→ **Extrait à lire**
**********

A Sainte Adresse Vandervelde prend fait et cause pour les grévistes. Il demande au ministre de la Guerre de faire preuve de clémence et brandit la menace de démission. Le calme revenu Vandervelde retire sa menace.
Le 7 novembre 1918 -  wquatre jours avant l’armistice - les ouvriers des ateliers de Sainte Adresse cessent le travail, rapidement rejoints par Gainneville et Granville. Le Conseil ministériel de Bruges du 9 novembre 1918 sollicite l’autorisation d’envoyer trois compagnies d’infanterie. Vandervelde et Emile Brunet remettent leur démission. Cooreman arrache un compromis. Le 13 novembre les ouvriers reprennent le travail après avoir obtenu l’alignement de leurs salaires sur les salaires français, la limitation de la journée de travail à 10h et le retour des grévistes envoyés dans les camps d’internement (Michaël Amara, Des Belges à l’épreuve de l’exil, p.142-146).
Je n’ai pas retrouvé des précisions sur les conditions de travail et des salaires des travailleurs dans les usines Parisiennes de Galopin. Mais il est fort vraisemblable qu’il ne s’est pas privé d’utiliser les mêmes moyens de pression que le gouvernement belge au Havre. En octobre 1918, le groupement placé sous la direction d'Alexandre Galopin avait livré les éléments de plus de 800.000 fusils au Gouvernement français, soit de 27 % de la production totale française pendant la guerre. Au cours de l'année 1918, ce groupe avait été chargé de la fabrication d'autres armes (fusils semi-automatiques RSC, mitrailleuses Vickers pour l'aviation) et gérait le Consortium des Constructeurs de moteurs d'avions, répartissant la fabrication des pièces de moteurs entre diverses usines, en opérant la réception puis le montage à Levallois.

**********

→ **Données fournies**
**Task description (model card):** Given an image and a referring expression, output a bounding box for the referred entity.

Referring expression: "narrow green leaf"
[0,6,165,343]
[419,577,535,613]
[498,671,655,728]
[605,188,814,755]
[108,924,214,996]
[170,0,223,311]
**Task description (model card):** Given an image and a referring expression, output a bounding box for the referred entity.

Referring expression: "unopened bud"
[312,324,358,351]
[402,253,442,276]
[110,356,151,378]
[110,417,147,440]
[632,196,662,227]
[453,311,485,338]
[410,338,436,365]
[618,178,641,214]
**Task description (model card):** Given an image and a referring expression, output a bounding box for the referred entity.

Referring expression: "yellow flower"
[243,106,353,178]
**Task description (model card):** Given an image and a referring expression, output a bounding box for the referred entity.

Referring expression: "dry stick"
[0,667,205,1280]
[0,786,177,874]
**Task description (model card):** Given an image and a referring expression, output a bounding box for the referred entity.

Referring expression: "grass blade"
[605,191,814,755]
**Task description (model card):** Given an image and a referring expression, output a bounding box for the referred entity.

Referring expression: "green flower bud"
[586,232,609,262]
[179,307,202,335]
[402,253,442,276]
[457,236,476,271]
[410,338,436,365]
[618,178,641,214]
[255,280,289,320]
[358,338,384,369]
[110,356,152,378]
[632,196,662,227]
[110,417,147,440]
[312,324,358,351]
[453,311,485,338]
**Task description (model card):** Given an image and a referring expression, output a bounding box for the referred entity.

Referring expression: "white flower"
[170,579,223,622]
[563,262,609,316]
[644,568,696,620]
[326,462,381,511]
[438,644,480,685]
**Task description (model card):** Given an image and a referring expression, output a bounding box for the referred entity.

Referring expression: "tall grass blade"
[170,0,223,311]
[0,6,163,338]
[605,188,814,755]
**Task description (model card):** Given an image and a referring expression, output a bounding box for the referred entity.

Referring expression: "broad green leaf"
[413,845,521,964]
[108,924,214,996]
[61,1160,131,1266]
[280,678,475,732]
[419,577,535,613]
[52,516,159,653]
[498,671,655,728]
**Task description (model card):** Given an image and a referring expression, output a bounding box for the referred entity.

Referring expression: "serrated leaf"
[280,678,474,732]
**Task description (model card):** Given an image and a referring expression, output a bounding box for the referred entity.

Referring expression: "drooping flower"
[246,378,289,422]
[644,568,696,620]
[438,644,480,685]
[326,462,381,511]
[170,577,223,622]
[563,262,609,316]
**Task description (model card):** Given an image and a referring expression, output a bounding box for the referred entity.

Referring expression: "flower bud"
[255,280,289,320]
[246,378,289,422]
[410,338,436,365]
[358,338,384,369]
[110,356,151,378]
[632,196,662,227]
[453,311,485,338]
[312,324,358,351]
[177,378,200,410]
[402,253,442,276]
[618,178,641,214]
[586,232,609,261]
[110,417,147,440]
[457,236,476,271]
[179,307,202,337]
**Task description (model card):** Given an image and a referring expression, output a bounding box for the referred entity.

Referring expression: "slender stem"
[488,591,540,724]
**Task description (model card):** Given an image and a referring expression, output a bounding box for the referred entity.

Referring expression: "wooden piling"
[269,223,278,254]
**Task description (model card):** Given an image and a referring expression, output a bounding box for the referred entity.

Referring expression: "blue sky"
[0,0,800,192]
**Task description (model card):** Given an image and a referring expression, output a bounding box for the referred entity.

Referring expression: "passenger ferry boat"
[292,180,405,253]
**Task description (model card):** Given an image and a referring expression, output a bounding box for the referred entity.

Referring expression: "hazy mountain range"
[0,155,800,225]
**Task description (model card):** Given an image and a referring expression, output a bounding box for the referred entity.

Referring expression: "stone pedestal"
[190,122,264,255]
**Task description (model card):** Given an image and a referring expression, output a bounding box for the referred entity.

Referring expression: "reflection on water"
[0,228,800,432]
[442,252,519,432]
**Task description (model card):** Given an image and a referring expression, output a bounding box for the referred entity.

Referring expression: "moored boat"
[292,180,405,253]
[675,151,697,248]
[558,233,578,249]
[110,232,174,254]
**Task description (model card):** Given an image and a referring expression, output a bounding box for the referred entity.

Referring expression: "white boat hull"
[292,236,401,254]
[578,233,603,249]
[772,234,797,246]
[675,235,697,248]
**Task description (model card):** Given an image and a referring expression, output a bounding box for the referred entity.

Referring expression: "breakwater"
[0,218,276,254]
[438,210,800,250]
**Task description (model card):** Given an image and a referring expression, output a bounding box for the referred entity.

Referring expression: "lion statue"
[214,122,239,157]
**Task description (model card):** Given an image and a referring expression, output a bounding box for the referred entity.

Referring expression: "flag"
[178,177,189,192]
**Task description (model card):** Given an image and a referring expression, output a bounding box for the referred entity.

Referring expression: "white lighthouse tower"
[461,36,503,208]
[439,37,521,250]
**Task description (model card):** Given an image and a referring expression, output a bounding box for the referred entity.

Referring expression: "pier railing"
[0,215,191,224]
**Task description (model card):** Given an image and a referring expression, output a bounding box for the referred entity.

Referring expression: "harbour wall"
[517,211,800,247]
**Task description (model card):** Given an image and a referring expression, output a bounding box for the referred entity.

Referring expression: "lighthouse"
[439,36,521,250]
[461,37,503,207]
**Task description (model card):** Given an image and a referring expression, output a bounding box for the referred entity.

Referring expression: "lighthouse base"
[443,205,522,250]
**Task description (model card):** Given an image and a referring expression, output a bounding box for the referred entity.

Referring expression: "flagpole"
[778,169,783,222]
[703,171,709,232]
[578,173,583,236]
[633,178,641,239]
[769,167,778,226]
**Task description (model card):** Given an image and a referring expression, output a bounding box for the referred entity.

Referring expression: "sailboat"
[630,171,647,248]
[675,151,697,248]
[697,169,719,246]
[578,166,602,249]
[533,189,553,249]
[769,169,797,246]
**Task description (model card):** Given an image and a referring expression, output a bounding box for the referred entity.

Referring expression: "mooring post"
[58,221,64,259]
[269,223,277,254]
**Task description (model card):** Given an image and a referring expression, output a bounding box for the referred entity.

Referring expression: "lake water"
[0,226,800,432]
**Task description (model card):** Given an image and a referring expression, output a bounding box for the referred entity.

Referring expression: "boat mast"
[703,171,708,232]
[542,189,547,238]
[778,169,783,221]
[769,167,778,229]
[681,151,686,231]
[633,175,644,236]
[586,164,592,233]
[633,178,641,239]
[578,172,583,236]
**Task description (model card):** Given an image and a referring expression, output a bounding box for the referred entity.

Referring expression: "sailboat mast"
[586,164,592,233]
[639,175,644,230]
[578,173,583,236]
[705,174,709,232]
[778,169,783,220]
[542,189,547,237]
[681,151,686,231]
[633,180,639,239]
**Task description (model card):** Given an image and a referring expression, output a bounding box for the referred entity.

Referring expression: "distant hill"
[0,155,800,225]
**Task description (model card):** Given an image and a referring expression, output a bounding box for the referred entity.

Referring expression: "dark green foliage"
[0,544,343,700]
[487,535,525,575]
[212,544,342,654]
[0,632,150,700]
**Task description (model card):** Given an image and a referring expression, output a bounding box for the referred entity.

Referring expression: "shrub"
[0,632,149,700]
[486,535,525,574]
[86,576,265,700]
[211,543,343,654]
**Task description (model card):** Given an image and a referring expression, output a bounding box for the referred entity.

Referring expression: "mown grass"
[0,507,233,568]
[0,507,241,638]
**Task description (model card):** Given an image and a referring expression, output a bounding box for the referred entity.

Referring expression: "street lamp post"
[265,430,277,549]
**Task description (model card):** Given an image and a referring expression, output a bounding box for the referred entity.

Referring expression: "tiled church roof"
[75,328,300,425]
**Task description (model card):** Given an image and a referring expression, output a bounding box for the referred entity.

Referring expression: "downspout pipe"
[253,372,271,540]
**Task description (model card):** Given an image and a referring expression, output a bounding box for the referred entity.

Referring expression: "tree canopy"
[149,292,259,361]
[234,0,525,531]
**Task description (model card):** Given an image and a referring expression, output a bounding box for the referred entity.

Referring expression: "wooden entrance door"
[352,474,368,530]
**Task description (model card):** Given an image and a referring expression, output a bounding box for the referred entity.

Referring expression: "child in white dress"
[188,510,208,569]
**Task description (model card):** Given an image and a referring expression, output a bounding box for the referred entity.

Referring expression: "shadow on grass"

**********

→ **Parties de l'exercice**
(A) Redimensionnez les cadres de la liste en partant de son début et en allant jusqu'à la ligne contenant "[605,191,814,755]", celle-ci incluse. Recopiez toutes ces lignes en entier, en multipliant chaque coordonnée de cadre par 0,5 et en arrondissant à l'entier, les demis vers le haut.
(B) Prolongez l'extrait sur les ouvriers belges et la fabrication d'armes en 1918 à partir de sa dernière phrase.
L'extrait et la liste n'ont aucun lien entre eux.

→ **Réponses rédigées**
(A)
**Task description (model card):** Given an image and a referring expression, output a bounding box for the referred entity.

Referring expression: "narrow green leaf"
[0,3,83,172]
[210,289,268,307]
[249,336,328,364]
[303,94,407,378]
[54,462,107,498]
[85,0,112,156]
**Task description (model card):** Given an image and a referring expression, output a bounding box for the referred entity.

Referring expression: "unopened bud"
[156,162,179,176]
[201,127,221,138]
[55,178,76,189]
[55,209,74,220]
[316,98,331,114]
[227,156,243,169]
[205,169,218,183]
[309,89,321,107]
**Task description (model card):** Given an image and a referring expression, output a bounding box for the referred entity.

Referring expression: "yellow flower"
[122,53,177,89]
**Task description (model card):** Given an image and a referring expression, output a bounding box for the referred entity.

Referring expression: "dry stick"
[0,334,103,640]
[0,393,89,437]
**Task description (model card):** Given an image and a referring expression, output a bounding box for the referred entity.

Referring expression: "grass blade"
[303,96,407,378]

(B)
L’après guerre pour la FN

En 1921, la FN devient majoritaire dans le capital de la MAP et fabrique des outillages pour honorer des commandes militaires ou encore l’assemblage de motocyclettes de la FN à la fin des années 1920. En réponse à un appel d’offre pour la fourniture d’un pistolet automatique (PA) de 7,65 mm, en 1937, la MAP propose le Browning 1936. Mais l’offre n’est pas retenue. Suite à ce revers, la FN vend la MAP à la firme Hotchkiss.
 Entretemps, à Herstal, le 10 novembre 1918 – le jour avant l’armistice – 5700 actions sont mis sous séquestre. Les allemands sont évincés de l’actionnariat à des prix bradés, au profit de Gustave Joassart qui travaille pour  l’UFI, une filiale de la Société Générale. Celle-ci devient l’actionnaire principal. Galopin, devenu directeur général de la FN en 1918 est appelé en 1923 au holding. En plus, des indemnités importantes sont accordées par la cour des dommages de guerre. Les bénéfices sont octuplés de 1919 à 1926.

Biblio

Les données de base de ce blog viennent de Michaël Amara, Des Belges à l’épreuve de l’exil. Les réfugiés de la Première Guerre mondiale en France, en Angleterre et aux Pays-Bas, éd. ULB http://www.editions-universite-bruxelles.be/fiche/view/2427
1914-1918 C. Maréchal et all. Vivre la guerre à Liège et en Wallonie éd. Du Perron
Pascal Deloge, une histoire de la Fabrique Nationale de Herstal, éd. Céfal
A explorer
Pierre Tilly, Milieux économiques belges et occupation allemande de 1914 à 1918 : une stratégie du moindre mal
Fernand Van Langenhove, 1927. L'action du gouvernement belge en matière économique pendant la guerre. Les presses universitaires de France. pp. 269.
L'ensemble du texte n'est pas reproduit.